*TEXTO FORNECIDO*:
O atual delegado de polícia é um homem alto, pouco falante, de cara de nenhum amigo. Ele mesmo me diz que não pretende fazer amizades aqui; é um homem de posses, que veio para combater o crime e a corrupção. Está aqui apenas há dois meses e já fez uma bela safra de estelionatários. Conhece um certo número de espertalhões financeira e politicamente bem colocados e espera uma “chance” de prendê-los. Está “limpando” a cidade antes que chegue a safra de café (esta safra será enorme, os gordos cafeeiros estão com uma carga soberba), quando os crimes se multiplicam. As maroteiras são feitas especialmente com conhecimentos de café, cheques sem fundo, venda de fazendas pertencentes a terceiros: golpes de centenas de contos, dados em poucos minutos, criando depois entre o “otário” e terceiros, situações difíceis de resolver. Os lavradores japoneses são vítimas frequentes desses espertalhões. Recentemente apareceu um tipo original, que vendeu a dezenas de baianos, paulistas, mineiros, japoneses, polacos, etc., enormes, brilhantes e falsas condecorações do governo da… Bolívia. Os rudes desbravadores do Norte, enriquecidos em poucos anos, queriam enfeitar-se com medalhas.

*O QUE SE PEDE*:
Por favor, transcreva na íntegra o texto sobre o delegado de polícia, sem mudar uma palavra.

*DADOS BRUTOS*:
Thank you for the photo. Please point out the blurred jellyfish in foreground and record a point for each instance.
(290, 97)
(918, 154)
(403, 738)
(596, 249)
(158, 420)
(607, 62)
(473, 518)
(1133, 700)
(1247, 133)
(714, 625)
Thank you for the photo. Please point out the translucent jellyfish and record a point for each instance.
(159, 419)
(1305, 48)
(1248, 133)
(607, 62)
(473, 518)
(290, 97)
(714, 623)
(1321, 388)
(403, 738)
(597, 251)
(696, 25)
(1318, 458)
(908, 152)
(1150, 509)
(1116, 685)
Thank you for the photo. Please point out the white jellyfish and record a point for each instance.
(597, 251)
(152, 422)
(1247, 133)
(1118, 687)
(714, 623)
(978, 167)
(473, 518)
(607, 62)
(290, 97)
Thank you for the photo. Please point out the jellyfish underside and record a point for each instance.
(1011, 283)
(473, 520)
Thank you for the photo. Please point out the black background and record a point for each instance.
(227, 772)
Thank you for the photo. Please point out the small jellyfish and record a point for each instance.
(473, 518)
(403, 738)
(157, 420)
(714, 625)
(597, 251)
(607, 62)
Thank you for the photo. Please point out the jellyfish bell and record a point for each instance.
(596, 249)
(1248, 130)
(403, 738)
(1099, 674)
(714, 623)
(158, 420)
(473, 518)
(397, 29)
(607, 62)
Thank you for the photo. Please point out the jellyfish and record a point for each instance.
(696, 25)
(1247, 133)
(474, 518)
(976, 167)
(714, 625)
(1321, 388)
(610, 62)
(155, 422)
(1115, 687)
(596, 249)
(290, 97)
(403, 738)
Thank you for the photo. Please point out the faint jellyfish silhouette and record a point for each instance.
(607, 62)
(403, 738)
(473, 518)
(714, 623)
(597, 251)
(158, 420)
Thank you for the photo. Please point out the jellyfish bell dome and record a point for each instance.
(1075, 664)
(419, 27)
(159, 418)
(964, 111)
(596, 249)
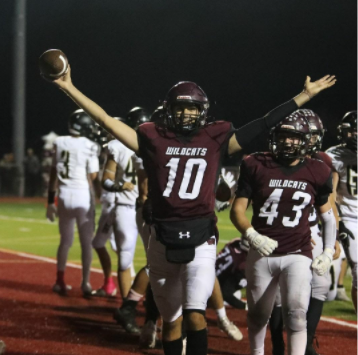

*RESULTADO DA TAREFA*:
O atual delegado de polícia é um homem alto, pouco falante, de cara de nenhum amigo. Ele mesmo me diz que não pretende fazer amizades aqui; é um homem de posses, que veio para combater o crime e a corrupção. Está aqui apenas há dois meses e já fez uma bela safra de estelionatários. Conhece um certo número de espertalhões financeira e politicamente bem colocados e espera uma “chance” de prendê-los. Está “limpando” a cidade antes que chegue a safra de café (esta safra será enorme, os gordos cafeeiros estão com uma carga soberba), quando os crimes se multiplicam. As maroteiras são feitas especialmente com conhecimentos de café, cheques sem fundo, venda de fazendas pertencentes a terceiros: golpes de centenas de contos, dados em poucos minutos, criando depois entre o “otário” e terceiros, situações difíceis de resolver. Os lavradores japoneses são vítimas frequentes desses espertalhões. Recentemente apareceu um tipo original, que vendeu a dezenas de baianos, paulistas, mineiros, japoneses, polacos, etc., enormes, brilhantes e falsas condecorações do governo da… Bolívia. Os rudes desbravadores do Norte, enriquecidos em poucos anos, queriam enfeitar-se com medalhas.